## Supplied data
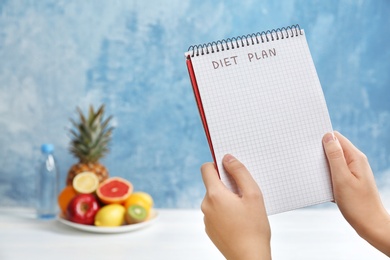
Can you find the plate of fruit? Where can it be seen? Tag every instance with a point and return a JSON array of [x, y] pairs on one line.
[[92, 200], [110, 206]]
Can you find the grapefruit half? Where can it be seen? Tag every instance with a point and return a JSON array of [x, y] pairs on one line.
[[114, 190]]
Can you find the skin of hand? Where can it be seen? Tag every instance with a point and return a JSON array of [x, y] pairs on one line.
[[237, 224], [355, 191]]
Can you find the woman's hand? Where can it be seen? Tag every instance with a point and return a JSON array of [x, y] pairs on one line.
[[356, 193], [237, 225]]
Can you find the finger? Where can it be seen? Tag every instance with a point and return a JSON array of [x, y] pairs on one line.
[[210, 176], [334, 153], [240, 174], [355, 159]]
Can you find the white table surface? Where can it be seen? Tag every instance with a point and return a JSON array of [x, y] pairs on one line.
[[179, 234]]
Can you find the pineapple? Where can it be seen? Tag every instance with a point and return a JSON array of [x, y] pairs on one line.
[[90, 138]]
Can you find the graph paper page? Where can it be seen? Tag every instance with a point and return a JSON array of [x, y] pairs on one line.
[[264, 104]]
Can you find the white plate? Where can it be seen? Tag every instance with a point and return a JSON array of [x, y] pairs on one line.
[[120, 229]]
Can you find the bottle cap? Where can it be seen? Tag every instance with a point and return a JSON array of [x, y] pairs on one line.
[[47, 148]]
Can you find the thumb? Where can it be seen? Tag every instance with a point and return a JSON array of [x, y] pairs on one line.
[[334, 153], [240, 174]]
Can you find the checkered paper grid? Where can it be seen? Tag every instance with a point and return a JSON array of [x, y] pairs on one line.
[[271, 114]]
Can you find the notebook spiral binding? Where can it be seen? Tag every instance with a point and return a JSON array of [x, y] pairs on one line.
[[245, 40]]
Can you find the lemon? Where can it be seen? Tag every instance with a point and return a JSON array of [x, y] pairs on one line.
[[111, 215], [85, 182], [140, 198]]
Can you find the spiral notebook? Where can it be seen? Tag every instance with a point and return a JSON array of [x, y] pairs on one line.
[[260, 99]]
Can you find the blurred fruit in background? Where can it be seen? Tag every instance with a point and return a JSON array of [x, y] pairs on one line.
[[111, 215], [82, 209], [136, 214], [114, 190], [90, 137], [139, 198], [85, 182], [65, 196]]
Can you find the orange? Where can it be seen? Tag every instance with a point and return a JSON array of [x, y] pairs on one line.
[[114, 190], [139, 198], [65, 196]]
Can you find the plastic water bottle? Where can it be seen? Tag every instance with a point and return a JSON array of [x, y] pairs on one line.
[[47, 184]]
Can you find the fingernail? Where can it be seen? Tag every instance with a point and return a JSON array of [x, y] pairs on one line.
[[229, 158], [329, 137]]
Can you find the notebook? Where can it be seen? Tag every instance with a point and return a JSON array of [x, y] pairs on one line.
[[260, 99]]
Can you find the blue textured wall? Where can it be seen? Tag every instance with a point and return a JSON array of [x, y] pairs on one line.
[[56, 55]]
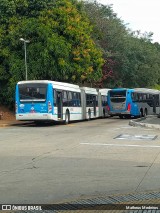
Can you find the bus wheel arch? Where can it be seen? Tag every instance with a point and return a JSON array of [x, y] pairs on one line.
[[145, 112], [67, 117], [89, 114], [104, 113], [141, 112]]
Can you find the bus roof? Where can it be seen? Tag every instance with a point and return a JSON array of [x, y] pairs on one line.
[[55, 84], [89, 90], [104, 91], [146, 90]]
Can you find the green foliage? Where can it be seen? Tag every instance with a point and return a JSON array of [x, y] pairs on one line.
[[134, 59], [60, 48]]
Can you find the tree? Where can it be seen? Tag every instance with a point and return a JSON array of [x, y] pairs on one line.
[[60, 48]]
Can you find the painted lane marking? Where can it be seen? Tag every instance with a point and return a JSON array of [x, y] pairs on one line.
[[118, 145]]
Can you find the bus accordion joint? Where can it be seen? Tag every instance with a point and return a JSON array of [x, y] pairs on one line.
[[108, 108], [49, 106], [129, 107]]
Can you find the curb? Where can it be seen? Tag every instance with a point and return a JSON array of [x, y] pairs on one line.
[[14, 123], [138, 123]]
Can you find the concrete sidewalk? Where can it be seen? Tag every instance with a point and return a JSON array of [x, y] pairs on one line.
[[151, 121]]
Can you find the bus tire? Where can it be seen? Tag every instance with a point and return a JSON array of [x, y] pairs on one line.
[[67, 118], [89, 115], [145, 113], [104, 114], [121, 116], [141, 113]]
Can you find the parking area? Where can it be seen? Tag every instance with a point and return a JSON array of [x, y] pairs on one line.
[[59, 163]]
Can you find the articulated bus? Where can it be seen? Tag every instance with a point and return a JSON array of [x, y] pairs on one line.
[[137, 102], [43, 100]]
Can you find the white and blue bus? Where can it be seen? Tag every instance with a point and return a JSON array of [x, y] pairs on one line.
[[43, 100], [103, 103], [136, 102]]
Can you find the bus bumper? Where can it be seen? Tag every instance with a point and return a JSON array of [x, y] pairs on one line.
[[33, 116], [119, 113]]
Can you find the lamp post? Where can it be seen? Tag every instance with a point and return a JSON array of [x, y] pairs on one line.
[[25, 51]]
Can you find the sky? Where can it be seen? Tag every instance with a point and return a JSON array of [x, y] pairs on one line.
[[143, 15]]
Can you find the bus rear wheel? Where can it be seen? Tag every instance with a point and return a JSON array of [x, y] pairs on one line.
[[89, 114], [67, 119]]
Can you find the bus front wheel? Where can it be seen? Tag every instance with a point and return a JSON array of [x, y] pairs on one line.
[[67, 118]]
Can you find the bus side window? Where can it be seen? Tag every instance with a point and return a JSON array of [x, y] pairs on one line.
[[74, 102], [79, 99], [65, 101], [96, 100], [69, 98], [55, 97]]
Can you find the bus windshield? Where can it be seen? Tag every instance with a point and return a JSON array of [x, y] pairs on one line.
[[32, 92], [118, 96]]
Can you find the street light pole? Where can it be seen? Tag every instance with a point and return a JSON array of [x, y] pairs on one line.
[[25, 52]]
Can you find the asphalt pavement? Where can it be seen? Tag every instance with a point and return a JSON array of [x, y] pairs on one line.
[[149, 198]]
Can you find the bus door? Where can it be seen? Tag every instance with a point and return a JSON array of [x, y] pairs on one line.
[[155, 103], [59, 105], [94, 104]]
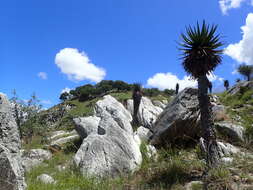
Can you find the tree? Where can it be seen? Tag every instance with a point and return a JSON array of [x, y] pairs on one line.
[[137, 95], [64, 96], [177, 88], [245, 70], [200, 55], [226, 84]]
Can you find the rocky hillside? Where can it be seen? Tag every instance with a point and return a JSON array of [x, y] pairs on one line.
[[93, 145]]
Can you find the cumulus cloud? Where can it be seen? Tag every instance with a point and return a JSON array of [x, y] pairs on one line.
[[42, 75], [169, 80], [243, 50], [225, 5], [77, 66], [65, 90], [48, 102]]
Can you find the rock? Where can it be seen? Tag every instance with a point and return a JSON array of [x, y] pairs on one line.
[[47, 179], [179, 119], [219, 113], [243, 84], [143, 133], [115, 151], [86, 125], [147, 113], [34, 157], [235, 133], [11, 171], [227, 160], [226, 149], [159, 104], [152, 152], [194, 185], [116, 111]]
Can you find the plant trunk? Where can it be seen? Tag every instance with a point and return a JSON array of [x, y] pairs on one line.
[[136, 101], [207, 125]]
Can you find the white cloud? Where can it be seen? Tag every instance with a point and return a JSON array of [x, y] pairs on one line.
[[42, 75], [65, 90], [77, 66], [225, 5], [48, 102], [243, 50], [169, 81]]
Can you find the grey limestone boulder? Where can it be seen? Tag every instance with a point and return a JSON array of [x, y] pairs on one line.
[[111, 150], [180, 119], [11, 171], [147, 113], [86, 125]]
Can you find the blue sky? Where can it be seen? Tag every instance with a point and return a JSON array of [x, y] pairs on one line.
[[49, 45]]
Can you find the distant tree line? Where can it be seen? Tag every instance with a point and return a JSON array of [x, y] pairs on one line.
[[88, 91]]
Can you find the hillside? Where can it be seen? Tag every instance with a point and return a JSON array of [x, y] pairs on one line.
[[178, 165]]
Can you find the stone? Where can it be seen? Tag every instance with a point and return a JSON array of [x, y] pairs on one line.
[[86, 125], [61, 142], [219, 113], [143, 133], [235, 133], [46, 179], [159, 104], [179, 119], [114, 152], [147, 113], [34, 157], [11, 171]]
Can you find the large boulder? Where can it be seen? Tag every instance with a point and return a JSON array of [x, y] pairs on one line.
[[110, 150], [180, 119], [86, 125], [11, 171], [147, 112]]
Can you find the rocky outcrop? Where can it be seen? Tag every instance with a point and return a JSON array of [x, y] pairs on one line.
[[147, 113], [11, 171], [86, 125], [34, 157], [234, 133], [180, 119], [110, 150]]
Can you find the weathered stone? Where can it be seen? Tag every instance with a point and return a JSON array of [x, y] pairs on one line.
[[147, 113], [86, 125], [159, 104], [47, 179], [34, 157], [11, 171], [235, 133], [143, 133], [180, 119]]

## What the exercise asks
Starting at the line that has "Can you find the street" and ending after the line that has "[[93, 145]]", switch "Where can it be seen?" to "Where is it located?" and write those lines out again with nothing else changed. Leave the pictures out.

## Full output
Can you find the street light pole? Where is it located? Tag every instance with a point and return a JSON array of [x, y] pairs on one line.
[[25, 52]]
Can you find the asphalt pavement? Where is it located? Tag every instance with a point and return a JSON array of [x, y] pairs on one line.
[[149, 198]]
Can you find the bus door? Where is it located? Tag every instance with a point and return a JSON array of [x, y] pairs on one line.
[[155, 103], [59, 105], [94, 104]]
Can you find the tree? Where is it located? Tag every instance with a point and return a JSON array of [x, y] pairs on one line.
[[137, 95], [64, 96], [177, 88], [245, 70], [200, 55], [226, 84]]
Can you find the rocky hillside? Where is it located? Tag every instance with a point and return a JSON array of [x, y] pairs on one line.
[[93, 145]]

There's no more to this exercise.